Passage:
/---

Rush to Deport Protected Immigrants Draws Fire

Hitting the United States with a federal class action, four mothers fleeing violence in Central America say the new administration’s rush to deport their children violates a longstanding settlement.

PHILADELPHIA (CN) – Hitting the United States with a federal class action, four mothers fleeing violence in Central America say the new administration’s rush to deport their children violates a longstanding settlement.

The children in question all successfully petitioned the U.S. Citizenship and Immigration Services last year, in the waning days of the Obama administration, for SIJ status.

Short for special immigrant juvenile, SIJ status was created in 1990 by Congress for foreign-born children who meet certain criteria, such having experienced abuse, neglect or abandonment. The mothers say it allows at-risk minors under the age of 21 “to remain in the United States legally and permanently” while they apply for a green card.

Before they obtained SIJ status, according to their April 17 complaint in Philadelphia, each of the children entered the United States with their mothers in 2015. They were apprehended at the border in Texas but have spent the bulk of their detention at the Berks County Residential Center in Leesport, Pennsylvania.

Citing a 2010 federal settlement in the California case Perez-Olano v. Holder, the children all moved rescind and reopen their removal proceedings.

They received rejection letters this past February. In each case, according to the complaint, Immigrations and Customs Enforcement took the position that Perez-Olano relief “contemplated only removal proceedings, as opposed to the expedited removal proceedings at issue.”

\---

Records from a collection:
/---

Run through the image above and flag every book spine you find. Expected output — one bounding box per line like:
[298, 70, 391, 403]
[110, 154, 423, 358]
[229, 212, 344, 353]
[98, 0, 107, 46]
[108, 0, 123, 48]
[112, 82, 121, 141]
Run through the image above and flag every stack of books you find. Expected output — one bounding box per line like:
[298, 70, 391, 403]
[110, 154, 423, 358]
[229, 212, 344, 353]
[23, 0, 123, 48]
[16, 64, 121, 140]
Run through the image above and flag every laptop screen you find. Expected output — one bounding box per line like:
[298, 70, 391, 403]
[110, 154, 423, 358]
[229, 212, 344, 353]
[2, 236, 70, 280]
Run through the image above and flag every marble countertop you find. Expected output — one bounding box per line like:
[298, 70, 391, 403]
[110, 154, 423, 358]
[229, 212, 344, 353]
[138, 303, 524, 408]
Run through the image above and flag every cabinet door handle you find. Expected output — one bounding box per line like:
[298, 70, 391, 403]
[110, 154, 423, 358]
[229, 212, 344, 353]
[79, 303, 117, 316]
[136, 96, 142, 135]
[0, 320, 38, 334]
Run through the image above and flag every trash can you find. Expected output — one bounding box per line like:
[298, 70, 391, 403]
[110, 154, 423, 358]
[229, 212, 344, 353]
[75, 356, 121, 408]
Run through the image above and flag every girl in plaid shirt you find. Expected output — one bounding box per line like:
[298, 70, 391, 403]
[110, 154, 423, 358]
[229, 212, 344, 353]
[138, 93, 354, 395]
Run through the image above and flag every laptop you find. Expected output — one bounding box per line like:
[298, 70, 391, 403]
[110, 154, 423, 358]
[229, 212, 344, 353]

\---

Things to do:
[1] According to the article about the deportation lawsuit, where did the children spend most of their detention?
[2] Reproduce the part of the deportation article between "The children in" and "in Leesport, Pennsylvania.", inclusive.

Task responses:
[1] At the Berks County Residential Center in Leesport, Pennsylvania.

[2]
The children in question all successfully petitioned the U.S. Citizenship and Immigration Services last year, in the waning days of the Obama administration, for SIJ status.

Short for special immigrant juvenile, SIJ status was created in 1990 by Congress for foreign-born children who meet certain criteria, such having experienced abuse, neglect or abandonment. The mothers say it allows at-risk minors under the age of 21 “to remain in the United States legally and permanently” while they apply for a green card.

Before they obtained SIJ status, according to their April 17 complaint in Philadelphia, each of the children entered the United States with their mothers in 2015. They were apprehended at the border in Texas but have spent the bulk of their detention at the Berks County Residential Center in Leesport, Pennsylvania.